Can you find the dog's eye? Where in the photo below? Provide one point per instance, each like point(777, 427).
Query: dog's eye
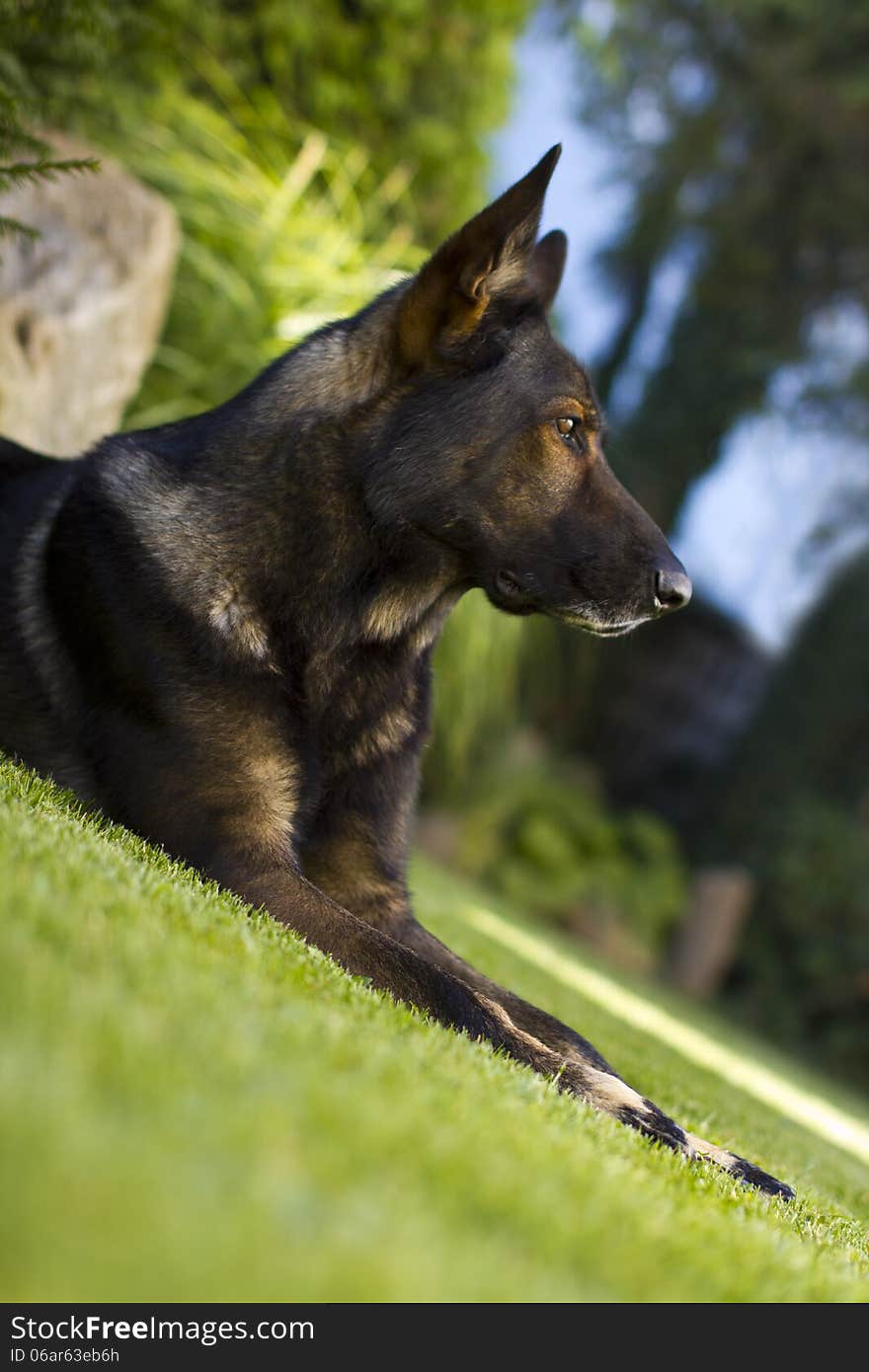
point(569, 428)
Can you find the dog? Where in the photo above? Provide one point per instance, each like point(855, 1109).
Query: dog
point(218, 632)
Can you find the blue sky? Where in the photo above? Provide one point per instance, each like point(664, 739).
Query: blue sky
point(745, 531)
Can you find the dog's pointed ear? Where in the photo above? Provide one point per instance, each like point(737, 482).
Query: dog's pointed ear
point(490, 254)
point(546, 267)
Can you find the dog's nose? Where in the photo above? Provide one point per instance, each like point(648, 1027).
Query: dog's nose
point(672, 587)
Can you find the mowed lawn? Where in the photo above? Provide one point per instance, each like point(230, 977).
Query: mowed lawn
point(197, 1106)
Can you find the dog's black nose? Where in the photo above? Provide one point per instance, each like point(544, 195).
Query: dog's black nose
point(672, 587)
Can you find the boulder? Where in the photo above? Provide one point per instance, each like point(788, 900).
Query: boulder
point(81, 306)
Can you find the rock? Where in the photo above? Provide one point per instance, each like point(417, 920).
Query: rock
point(83, 305)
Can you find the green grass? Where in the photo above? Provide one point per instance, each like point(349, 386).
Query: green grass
point(199, 1107)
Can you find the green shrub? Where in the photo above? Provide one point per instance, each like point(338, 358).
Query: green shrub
point(283, 231)
point(548, 843)
point(803, 974)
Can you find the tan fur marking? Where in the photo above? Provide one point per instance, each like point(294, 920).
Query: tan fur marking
point(239, 623)
point(387, 735)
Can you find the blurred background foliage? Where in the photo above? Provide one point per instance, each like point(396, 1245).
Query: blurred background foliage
point(316, 150)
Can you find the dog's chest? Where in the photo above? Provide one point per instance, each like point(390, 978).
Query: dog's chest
point(368, 706)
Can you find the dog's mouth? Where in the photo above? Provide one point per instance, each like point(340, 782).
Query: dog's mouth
point(597, 627)
point(510, 594)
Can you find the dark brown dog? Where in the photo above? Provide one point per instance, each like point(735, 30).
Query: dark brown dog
point(220, 630)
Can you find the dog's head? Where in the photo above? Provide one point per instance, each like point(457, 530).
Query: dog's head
point(493, 442)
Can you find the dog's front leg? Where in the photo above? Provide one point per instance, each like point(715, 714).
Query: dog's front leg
point(409, 975)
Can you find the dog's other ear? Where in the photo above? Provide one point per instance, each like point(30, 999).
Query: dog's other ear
point(490, 254)
point(546, 267)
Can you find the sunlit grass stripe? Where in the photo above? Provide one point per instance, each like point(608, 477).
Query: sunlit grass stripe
point(805, 1107)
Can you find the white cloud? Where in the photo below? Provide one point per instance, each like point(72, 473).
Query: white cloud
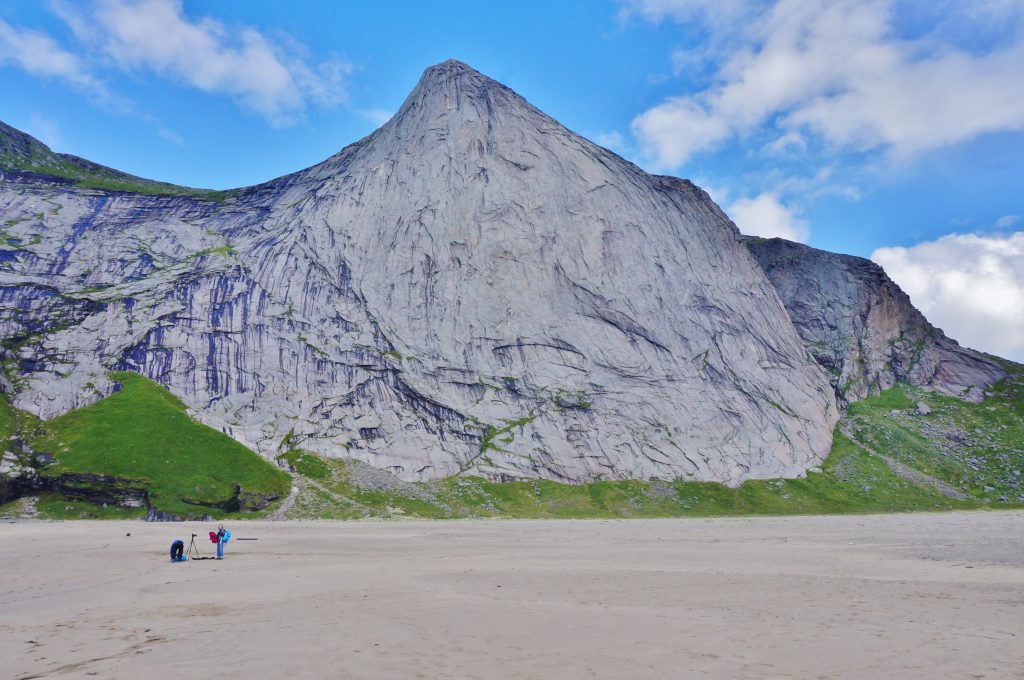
point(836, 70)
point(271, 77)
point(39, 54)
point(45, 129)
point(971, 286)
point(765, 216)
point(613, 140)
point(377, 116)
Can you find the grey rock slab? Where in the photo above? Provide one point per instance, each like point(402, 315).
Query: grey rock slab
point(472, 289)
point(863, 329)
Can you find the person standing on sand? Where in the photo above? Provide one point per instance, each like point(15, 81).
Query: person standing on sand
point(222, 536)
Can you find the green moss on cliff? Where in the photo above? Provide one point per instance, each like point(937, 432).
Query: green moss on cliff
point(143, 433)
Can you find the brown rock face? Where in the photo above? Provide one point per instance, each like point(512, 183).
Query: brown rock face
point(862, 328)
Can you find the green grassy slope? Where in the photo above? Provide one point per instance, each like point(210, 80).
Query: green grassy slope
point(961, 456)
point(142, 432)
point(887, 457)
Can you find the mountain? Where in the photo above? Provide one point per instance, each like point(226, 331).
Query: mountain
point(862, 328)
point(470, 289)
point(24, 153)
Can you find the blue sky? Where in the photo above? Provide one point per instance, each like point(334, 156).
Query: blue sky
point(886, 129)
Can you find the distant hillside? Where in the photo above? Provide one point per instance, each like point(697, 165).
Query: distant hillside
point(23, 153)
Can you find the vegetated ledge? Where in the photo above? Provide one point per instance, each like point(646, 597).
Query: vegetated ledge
point(890, 455)
point(136, 450)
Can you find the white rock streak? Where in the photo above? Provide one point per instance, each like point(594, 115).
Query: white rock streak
point(472, 287)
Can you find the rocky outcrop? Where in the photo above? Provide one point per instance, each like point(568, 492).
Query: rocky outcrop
point(471, 289)
point(862, 328)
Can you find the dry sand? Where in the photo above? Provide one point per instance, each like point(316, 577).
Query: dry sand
point(898, 596)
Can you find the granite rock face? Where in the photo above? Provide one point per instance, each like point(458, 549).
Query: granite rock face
point(863, 329)
point(471, 288)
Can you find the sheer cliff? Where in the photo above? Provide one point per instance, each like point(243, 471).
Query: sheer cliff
point(472, 288)
point(863, 329)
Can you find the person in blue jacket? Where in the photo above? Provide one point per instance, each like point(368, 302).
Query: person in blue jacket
point(222, 537)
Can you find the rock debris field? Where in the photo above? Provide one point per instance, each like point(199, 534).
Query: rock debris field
point(907, 596)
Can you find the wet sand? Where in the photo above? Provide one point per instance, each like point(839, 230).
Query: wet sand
point(907, 596)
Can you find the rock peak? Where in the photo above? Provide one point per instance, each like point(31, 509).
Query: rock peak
point(450, 69)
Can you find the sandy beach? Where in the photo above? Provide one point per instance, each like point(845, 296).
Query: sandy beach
point(907, 596)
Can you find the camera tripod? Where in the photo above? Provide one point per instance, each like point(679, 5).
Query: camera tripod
point(193, 552)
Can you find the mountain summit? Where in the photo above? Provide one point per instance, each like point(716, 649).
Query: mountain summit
point(471, 289)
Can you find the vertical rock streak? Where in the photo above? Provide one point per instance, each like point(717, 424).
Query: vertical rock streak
point(472, 289)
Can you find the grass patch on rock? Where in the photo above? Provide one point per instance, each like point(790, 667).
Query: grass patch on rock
point(960, 456)
point(142, 433)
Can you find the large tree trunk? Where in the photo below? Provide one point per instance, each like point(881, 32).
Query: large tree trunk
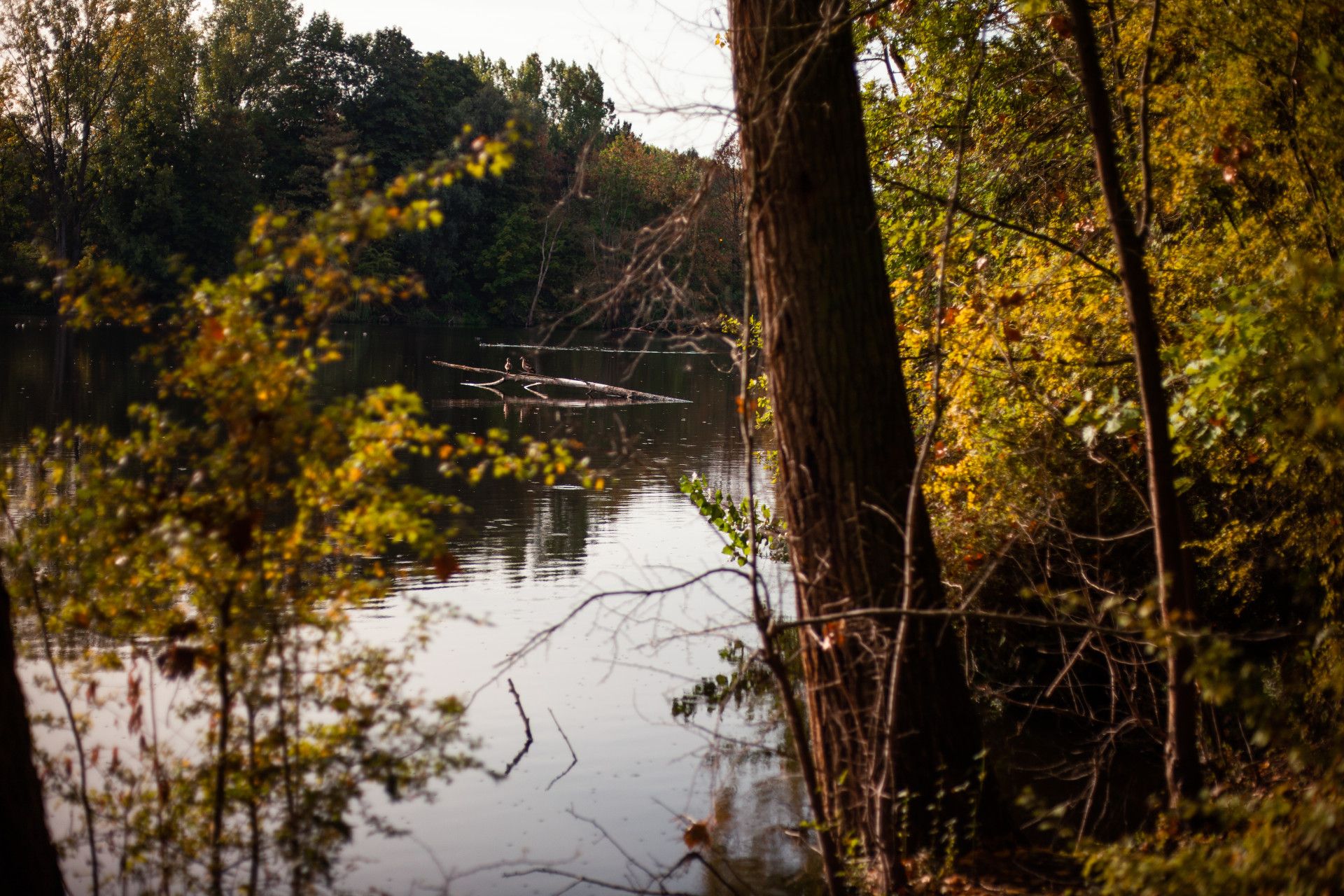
point(27, 858)
point(1175, 586)
point(847, 448)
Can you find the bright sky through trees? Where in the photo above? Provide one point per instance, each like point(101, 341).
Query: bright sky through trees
point(654, 55)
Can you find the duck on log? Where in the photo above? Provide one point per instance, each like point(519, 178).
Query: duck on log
point(537, 379)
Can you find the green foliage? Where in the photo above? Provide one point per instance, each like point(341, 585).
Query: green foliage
point(152, 146)
point(737, 520)
point(232, 536)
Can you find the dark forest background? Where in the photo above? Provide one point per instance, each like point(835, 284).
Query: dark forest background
point(147, 136)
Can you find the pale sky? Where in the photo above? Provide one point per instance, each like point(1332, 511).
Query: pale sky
point(656, 57)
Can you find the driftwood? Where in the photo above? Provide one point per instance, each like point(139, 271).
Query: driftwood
point(531, 381)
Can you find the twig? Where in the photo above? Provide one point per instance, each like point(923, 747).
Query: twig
point(573, 755)
point(527, 729)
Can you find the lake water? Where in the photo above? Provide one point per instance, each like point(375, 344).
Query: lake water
point(530, 555)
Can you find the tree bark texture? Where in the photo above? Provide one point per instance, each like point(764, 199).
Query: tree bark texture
point(27, 858)
point(1175, 584)
point(846, 441)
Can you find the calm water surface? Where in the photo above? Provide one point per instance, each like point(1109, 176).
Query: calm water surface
point(530, 555)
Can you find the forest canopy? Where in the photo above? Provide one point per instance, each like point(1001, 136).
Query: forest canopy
point(147, 134)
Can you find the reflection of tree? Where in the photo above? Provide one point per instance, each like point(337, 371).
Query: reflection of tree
point(752, 836)
point(229, 538)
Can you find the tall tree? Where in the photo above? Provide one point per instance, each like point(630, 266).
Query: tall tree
point(26, 850)
point(1175, 584)
point(66, 61)
point(890, 710)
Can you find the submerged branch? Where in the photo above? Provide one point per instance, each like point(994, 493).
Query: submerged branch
point(589, 386)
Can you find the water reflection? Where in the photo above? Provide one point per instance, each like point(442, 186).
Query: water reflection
point(528, 554)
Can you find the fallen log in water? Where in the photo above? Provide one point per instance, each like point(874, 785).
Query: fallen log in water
point(537, 379)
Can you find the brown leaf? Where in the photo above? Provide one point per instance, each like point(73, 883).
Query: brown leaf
point(1062, 26)
point(696, 834)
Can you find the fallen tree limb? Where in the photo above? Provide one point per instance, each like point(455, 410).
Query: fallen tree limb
point(588, 386)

Task directions: Looking at the data above, return every line from the one with "Can you find the dog's nose?" down to the one with "Can you find the boulder?", exactly and inclusively.

Result of this exercise:
Can you find the dog's nose? Where in the photo above? Provide one point per instance, each like point(648, 1027).
Query: dog's nose
point(672, 587)
Can you find the mowed lawn? Where in the photo above? Provide one point per instance, each like point(230, 977).
Query: mowed lawn
point(197, 1106)
Can you find the dog's black nose? Where in the photo above? Provide one point per instance, each like point(544, 195).
Query: dog's black nose
point(672, 587)
Can you find the boulder? Where in the photo above? Provide one point per instance, each like point(788, 900).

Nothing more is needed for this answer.